No states were spared from the recession’s drag on tax collections, the Rockefeller report said. All states reported losses, but Alaska suffered the most overall compared with last year, while the fiscally ailing California actually fared better than many states.

Overall state tax revenues fell nearly 11%, to $119.7 billion from $134 billion, compared with the same quarter last year. The worst-hit region for overall revenue was the Southwest, which saw a 21.5% total decline. The Southeast fared best, with an 8.1% drop. For states, Alaska had a 52.4% decline in overall revenue, followed by Vermont at 31.6% and Oklahoma at 28.4%. New Hampshire reported a mere 1.3% dip.

Personal income tax made up nearly 40% of revenue that states did collect, the report said. Even so, those revenues fell 11.4%, representing $6.7 billion of lost revenue. Every state that reported personal income taxes saw a decline in that category, and 21 of them reported double-digit drops. Alabama and Indiana had the worst numbers for third-quarter personal income taxes, dropping 26.7% and 20.3%, respectively.

Corporate income tax was the hardest-hit revenue category in the last quarter, with a 19.4% rate of decline. Nearly three-quarters of states said they had double-digit declines in corporate income tax collections.

Sales taxes fell by 8.2%, for a $3.8 billion loss over the same period last year. Seventeen states reported double-digit declines, although Massachusetts reported its sales tax collections grew 2.5% in the third quarter, mostly because of a sales tax increase, the report said.

“Past recessions were not as severe as this recession is,” said Lucy Dadayan, a Rockefeller analyst who authored the report together with analyst Donald J. Boyd. “We believe it’s going to be more than a year or two before we see some positive signs,” she said.

Dadayan added that context will be crucial in evaluating revenue changes two or three quarters from now. Although that is when states may begin to report positive changes in tax revenue flow, those modest improvements will initially pale by comparison to the many preceding months of revenue declines, she said.

[STATED TASK 1]
In the records, swap "photo" for "image" from the first line up to and including the line with "pixel 375 245", leaving everything else as it is. Omit the picture from your answer.
The text and the records come from unrelated sources.

[Coordinate labeling data]
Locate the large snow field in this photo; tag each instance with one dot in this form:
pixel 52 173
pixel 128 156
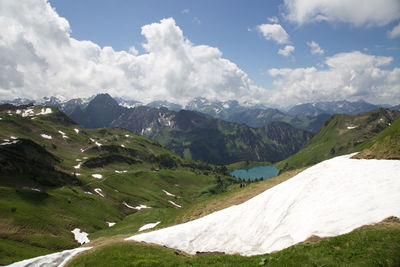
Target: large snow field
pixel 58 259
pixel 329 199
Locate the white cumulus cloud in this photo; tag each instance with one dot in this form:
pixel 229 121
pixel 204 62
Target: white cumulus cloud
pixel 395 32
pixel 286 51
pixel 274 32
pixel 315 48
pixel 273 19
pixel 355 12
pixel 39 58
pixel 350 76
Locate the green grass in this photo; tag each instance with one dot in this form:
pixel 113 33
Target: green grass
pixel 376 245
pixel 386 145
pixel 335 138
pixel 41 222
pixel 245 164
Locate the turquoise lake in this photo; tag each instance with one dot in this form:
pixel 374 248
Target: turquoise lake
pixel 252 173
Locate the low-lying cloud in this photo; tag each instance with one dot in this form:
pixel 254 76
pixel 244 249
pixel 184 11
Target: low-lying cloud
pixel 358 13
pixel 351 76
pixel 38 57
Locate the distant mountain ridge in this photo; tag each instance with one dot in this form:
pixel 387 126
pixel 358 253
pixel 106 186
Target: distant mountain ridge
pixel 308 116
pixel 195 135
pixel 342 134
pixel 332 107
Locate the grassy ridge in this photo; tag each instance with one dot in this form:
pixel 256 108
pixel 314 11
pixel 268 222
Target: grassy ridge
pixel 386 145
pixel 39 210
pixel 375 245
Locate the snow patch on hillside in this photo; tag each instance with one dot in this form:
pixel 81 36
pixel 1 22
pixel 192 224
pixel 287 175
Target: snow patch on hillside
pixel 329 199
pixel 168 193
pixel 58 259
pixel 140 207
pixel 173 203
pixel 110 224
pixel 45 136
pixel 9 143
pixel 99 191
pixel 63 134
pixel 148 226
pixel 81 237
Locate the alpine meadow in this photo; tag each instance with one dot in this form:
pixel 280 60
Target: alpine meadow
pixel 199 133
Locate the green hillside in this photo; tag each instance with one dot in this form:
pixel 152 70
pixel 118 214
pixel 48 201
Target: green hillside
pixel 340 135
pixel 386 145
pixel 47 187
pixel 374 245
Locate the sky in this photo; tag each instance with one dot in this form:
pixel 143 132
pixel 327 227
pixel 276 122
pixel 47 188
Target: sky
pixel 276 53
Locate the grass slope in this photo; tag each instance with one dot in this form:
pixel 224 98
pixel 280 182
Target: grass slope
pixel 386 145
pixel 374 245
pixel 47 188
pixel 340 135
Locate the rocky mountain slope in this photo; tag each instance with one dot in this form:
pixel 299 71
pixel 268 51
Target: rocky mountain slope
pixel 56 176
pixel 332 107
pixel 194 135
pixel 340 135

[STATED TASK 2]
List every U.S. state named in the text on state tax revenues.

[PROBLEM SOLUTION 1]
Locate the large snow field in this image; tag each instance with one dot in this form:
pixel 52 173
pixel 128 156
Target: large snow field
pixel 58 259
pixel 329 199
Locate the white cumulus cloud in this image; tag each instance with one dot in this form:
pixel 229 121
pixel 204 62
Target: white cumulus cloud
pixel 395 32
pixel 286 51
pixel 274 32
pixel 315 48
pixel 273 19
pixel 355 12
pixel 39 58
pixel 350 76
Locate the green grass in this image; tag each instance with one dot in this form:
pixel 113 33
Target: green grass
pixel 376 245
pixel 386 145
pixel 335 138
pixel 41 222
pixel 245 164
Locate the turquoise lake in this image; tag each instance with one dot in this form:
pixel 374 248
Target: turquoise lake
pixel 252 173
Locate the low-lying cloud in this image; tag each instance with one dot in this form:
pixel 254 76
pixel 244 249
pixel 184 11
Target: low-lying cloud
pixel 358 13
pixel 351 76
pixel 38 57
Locate the distant mountain ridge in this image; tag each instance with one dot in this form:
pixel 387 126
pixel 358 253
pixel 106 186
Target: distant mountain ridge
pixel 308 116
pixel 195 135
pixel 342 134
pixel 332 107
Locate the grassy ridge in this image; tag each instance with one dot in this form:
pixel 256 108
pixel 314 11
pixel 268 222
Target: grassy ridge
pixel 386 145
pixel 39 210
pixel 375 245

[PROBLEM SOLUTION 2]
Alaska, California, Vermont, Oklahoma, New Hampshire, Alabama, Indiana, Massachusetts